== Brief 1 ==
Please duplicate lines from the listing word for word, beginning at the line that contains "The locate routine indicates the woman" and stopping after the line that contains "x=713 y=229".

== Excerpted passage ==
┌──

Another outstanding design from this period was the Pennsylvania Dutch-style
Georgian for Helen Shedd Reed (1931), unquestionably Adler’s finest house on the North
Shore. The Reed house, consisting of a center block balanced by a pair of wings, was
sited beyond a grass forecourt with a small pool and surrounding U-shaped gravel drive
and exemplified the symmetry, balance, and elegance of Adler’s work. The house’s
shimmering dark gray mica stone also added to its magnificence.
The interior of the Reed house was the most important collaboration between Adler
and his sister, interior decorator Frances Elkins (1888–1953). Adler and Elkins were
extremely close, and during his tenure in Paris, she traveled with him,
meeting several avant-garde artisans, including Jean-Michel Frank (1895–1941), the
French interior decorator, and furniture designer, and Alberto Giacometti (1902–85), the
sculptor who designed furniture for Frank. Nowhere is Elkins’s relationship with these
designers more apparent than in the Reed house, where Adler’s skilled architecture
guided the most notable interiors of her career. Elkins lived in California, and although
she worked independently of her brother, they collaborated on at least 16 commissions,
undoubtedly her best work, from 1919 until 1949, when Adler died unexpectedly of a
heart attack.
The Reed house’s interiors blended the traditional and the avant-garde, starting in the
entrance hall, where a slick blackand-white marble floor led to the ladies’ powder room,
the gentlemen’s cloakroom, and the gallery. In the gallery, stately black Belgian marble
columns framed the crowning element of the interior: a dramatic, freestanding staircase
of ebony and wrought-glass spindles. The gallery led to each of the principal rooms:
living room, library, and dining room, all aligned overlooking Lake Michigan.
Entries A–F 29
Adler gave each of these rooms his usual dose of exquisite and brilliantly executed
detailing. In the living room and dining room, a dentiled cornice, as well as mantels and
door casings, all intricately carved, complemented Elkins’s selection of English antiques
and accoutrements, including the dining room’s hand painted Chinese wallpaper. In the
library, although the most avant-garde room in the house, walls of tan Hermès goatskin
and leather-upholstered furnishings by Frank were adroitly tempered by Adler’s
traditional foundation: antique French parquetry, a finely carved fireplace mantel, and
doors and casings, resulting in the perfectly balanced eclecticism for which he was
renowned.
Any discussion of the Reed commission would be remiss without mentioning the
tennis house that Adler designed several years before the main house. Located at the foot
of the formal gardens, across the street from the main house, the Georgian building, with
its central lounge, his-and-hers changing rooms, and second-floor bedrooms, was
ingeniously sited at the edge of a ravine, allowing Adler to reduce the apparent scale of
the mammoth building by positioning the court ten feet below ground level. The end
result: a sunken indoor court where natural light flooded the space through a pitched glass
roof, creating, along with interior ivy-covered walls, the illusion of an outdoor setting.
The mid-1930s signaled the end to Adler’s career as an architect of the great house.
Adler’s declining health from a riding accident in 1935, as well as altered economic
conditions in the United States, prompted him to adapt to designing smaller, less grand
houses and to spend more time executing apartment interiors and the alterations and
additions that had always been a part of his demanding schedule.

└──

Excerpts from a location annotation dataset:

┌──

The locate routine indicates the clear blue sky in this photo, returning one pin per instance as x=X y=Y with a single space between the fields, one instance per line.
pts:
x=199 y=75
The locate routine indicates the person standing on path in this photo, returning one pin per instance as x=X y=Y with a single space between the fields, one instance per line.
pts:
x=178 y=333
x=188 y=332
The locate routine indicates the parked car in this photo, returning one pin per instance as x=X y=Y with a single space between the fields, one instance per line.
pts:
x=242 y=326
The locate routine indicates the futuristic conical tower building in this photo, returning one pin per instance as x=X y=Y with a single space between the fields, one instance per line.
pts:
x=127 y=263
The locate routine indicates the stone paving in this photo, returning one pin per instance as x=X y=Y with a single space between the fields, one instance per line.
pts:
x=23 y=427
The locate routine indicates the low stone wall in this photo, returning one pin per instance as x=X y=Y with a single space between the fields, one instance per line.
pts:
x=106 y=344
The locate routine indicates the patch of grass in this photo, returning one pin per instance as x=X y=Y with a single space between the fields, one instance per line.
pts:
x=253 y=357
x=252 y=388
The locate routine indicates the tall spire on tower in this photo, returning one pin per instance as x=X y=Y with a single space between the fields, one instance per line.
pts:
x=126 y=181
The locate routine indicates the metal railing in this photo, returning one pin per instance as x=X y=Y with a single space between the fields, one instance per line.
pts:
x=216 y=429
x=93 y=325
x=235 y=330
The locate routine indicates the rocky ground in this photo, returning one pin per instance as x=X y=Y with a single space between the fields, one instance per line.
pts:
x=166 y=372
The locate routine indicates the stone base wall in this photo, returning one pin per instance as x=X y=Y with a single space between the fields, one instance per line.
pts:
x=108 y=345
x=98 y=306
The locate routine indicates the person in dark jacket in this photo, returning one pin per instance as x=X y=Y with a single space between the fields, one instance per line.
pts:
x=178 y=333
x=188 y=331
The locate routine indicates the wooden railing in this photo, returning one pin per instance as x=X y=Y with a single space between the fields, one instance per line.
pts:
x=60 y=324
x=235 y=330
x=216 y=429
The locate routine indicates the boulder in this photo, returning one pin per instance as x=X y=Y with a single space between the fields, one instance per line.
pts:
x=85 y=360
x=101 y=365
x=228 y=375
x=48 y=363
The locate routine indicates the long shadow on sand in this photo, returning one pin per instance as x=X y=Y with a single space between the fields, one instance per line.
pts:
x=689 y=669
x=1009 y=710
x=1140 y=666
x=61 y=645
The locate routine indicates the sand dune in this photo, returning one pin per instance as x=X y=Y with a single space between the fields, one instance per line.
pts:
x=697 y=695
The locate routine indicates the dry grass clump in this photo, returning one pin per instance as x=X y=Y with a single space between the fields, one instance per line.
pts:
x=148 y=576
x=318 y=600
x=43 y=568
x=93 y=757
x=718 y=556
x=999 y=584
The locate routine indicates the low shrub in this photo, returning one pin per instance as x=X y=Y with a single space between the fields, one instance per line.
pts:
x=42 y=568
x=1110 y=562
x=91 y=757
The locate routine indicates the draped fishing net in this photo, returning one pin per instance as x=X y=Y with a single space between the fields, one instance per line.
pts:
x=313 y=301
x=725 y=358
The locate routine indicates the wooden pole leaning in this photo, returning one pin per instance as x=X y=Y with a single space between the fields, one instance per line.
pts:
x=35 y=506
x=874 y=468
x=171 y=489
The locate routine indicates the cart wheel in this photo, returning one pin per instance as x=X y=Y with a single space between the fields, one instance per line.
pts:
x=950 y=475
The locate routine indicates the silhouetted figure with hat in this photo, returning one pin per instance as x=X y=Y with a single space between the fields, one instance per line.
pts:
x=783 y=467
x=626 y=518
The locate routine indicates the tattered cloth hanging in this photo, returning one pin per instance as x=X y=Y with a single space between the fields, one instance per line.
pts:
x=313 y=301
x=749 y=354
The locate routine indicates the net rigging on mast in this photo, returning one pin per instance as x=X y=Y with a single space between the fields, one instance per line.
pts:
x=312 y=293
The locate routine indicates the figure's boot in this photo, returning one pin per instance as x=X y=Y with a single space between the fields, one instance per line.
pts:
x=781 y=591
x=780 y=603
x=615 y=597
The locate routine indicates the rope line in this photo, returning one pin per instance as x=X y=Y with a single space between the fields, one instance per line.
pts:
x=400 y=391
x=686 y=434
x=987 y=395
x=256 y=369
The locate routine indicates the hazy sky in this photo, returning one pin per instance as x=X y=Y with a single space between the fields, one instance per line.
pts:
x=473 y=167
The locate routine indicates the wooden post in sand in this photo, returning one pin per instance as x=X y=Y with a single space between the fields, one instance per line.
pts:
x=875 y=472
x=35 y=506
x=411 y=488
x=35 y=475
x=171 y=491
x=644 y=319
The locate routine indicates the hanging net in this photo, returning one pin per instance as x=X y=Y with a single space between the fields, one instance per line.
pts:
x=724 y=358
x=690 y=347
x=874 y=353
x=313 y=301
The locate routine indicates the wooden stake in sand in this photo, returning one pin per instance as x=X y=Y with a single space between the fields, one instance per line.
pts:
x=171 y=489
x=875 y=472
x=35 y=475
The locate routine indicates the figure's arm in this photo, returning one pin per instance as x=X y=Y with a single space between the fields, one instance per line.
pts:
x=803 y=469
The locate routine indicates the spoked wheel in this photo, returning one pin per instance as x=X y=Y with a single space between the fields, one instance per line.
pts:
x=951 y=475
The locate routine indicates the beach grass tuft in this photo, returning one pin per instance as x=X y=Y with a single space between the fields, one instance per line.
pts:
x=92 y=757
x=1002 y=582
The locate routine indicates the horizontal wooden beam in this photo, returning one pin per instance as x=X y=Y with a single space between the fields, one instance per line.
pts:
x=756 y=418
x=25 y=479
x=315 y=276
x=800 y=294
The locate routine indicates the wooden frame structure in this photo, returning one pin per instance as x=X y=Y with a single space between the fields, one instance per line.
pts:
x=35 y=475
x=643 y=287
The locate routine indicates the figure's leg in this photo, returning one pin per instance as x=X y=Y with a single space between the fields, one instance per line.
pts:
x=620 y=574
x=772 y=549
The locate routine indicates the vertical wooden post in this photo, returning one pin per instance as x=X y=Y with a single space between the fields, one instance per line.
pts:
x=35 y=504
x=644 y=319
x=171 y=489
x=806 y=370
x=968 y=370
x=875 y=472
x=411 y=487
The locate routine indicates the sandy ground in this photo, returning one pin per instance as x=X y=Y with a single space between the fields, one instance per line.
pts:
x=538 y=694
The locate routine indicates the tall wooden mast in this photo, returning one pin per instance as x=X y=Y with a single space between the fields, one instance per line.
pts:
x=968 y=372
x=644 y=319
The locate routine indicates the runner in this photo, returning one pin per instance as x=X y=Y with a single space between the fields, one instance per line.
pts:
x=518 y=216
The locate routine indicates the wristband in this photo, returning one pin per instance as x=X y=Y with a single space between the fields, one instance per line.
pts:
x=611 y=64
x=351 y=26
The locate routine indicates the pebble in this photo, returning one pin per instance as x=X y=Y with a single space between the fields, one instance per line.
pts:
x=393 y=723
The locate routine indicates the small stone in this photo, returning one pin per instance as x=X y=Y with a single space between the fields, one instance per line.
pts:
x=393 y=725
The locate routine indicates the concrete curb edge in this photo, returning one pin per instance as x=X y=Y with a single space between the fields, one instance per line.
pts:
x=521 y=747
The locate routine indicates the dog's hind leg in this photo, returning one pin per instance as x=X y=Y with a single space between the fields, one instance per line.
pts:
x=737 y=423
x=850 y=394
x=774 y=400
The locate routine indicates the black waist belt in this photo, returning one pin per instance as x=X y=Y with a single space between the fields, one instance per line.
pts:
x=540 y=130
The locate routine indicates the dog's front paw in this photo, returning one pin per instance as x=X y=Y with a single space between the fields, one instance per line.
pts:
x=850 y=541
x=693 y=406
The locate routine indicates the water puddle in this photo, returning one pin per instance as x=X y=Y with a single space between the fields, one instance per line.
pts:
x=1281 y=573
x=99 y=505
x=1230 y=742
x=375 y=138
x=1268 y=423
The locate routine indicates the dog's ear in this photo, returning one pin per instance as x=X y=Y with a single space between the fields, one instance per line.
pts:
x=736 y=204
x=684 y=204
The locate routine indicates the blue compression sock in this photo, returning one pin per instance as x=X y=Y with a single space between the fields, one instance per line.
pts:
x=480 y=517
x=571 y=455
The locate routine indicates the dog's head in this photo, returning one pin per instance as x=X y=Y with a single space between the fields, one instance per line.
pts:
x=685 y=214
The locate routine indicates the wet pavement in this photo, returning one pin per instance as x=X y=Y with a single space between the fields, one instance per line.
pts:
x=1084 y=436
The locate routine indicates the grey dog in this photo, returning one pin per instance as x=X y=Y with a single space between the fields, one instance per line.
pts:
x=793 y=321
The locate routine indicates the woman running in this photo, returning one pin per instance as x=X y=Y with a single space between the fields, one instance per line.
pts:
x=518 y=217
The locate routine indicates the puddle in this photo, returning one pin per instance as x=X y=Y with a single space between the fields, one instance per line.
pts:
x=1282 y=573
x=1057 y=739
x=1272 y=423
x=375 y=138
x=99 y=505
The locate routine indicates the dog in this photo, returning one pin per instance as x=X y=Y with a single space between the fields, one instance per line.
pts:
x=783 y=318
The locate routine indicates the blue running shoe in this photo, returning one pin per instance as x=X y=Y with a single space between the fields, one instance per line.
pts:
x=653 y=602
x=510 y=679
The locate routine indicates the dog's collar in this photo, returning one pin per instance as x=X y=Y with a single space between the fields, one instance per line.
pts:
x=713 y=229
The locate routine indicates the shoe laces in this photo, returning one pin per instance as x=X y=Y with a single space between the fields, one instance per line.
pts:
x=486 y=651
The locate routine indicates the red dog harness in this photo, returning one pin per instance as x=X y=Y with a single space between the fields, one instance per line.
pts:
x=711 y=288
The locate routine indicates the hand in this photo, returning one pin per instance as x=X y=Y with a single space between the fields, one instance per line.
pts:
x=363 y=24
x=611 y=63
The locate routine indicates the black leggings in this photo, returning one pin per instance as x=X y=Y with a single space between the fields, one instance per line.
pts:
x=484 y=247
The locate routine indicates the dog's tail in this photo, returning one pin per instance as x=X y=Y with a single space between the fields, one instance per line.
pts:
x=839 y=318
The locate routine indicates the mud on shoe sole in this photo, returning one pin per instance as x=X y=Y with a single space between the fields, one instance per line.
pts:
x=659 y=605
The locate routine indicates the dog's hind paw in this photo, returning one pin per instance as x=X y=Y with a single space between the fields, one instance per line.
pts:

└──

== Brief 2 ==
Set down part of the passage about the Reed house word for word, starting at the words "Any discussion of" and stopping after "the great house.".

== Task result 1 ==
The locate routine indicates the woman running in this photo, returning one pin per instance as x=X y=Y with a single space between the fields, one instance per line.
pts:
x=518 y=217
The locate routine indicates the puddle in this photo, returning one pin per instance as x=X y=Y with a single space between the fields, one instance per line.
pts:
x=1282 y=573
x=1057 y=739
x=1272 y=423
x=375 y=138
x=99 y=505
The locate routine indicates the dog in this photo, returning one pin per instance as x=X y=Y with a single space between the fields, one instance per line.
pts:
x=783 y=318
The locate routine indicates the blue running shoe in this photo, returning one pin per instance as x=X y=Y with a single space between the fields, one instance per line.
pts:
x=653 y=602
x=510 y=679
The locate routine indicates the dog's collar in this photo, returning one pin per instance as x=X y=Y with a single space between the fields, one instance per line.
pts:
x=713 y=229

== Task result 2 ==
Any discussion of the Reed commission would be remiss without mentioning the
tennis house that Adler designed several years before the main house. Located at the foot
of the formal gardens, across the street from the main house, the Georgian building, with
its central lounge, his-and-hers changing rooms, and second-floor bedrooms, was
ingeniously sited at the edge of a ravine, allowing Adler to reduce the apparent scale of
the mammoth building by positioning the court ten feet below ground level. The end
result: a sunken indoor court where natural light flooded the space through a pitched glass
roof, creating, along with interior ivy-covered walls, the illusion of an outdoor setting.
The mid-1930s signaled the end to Adler’s career as an architect of the great house.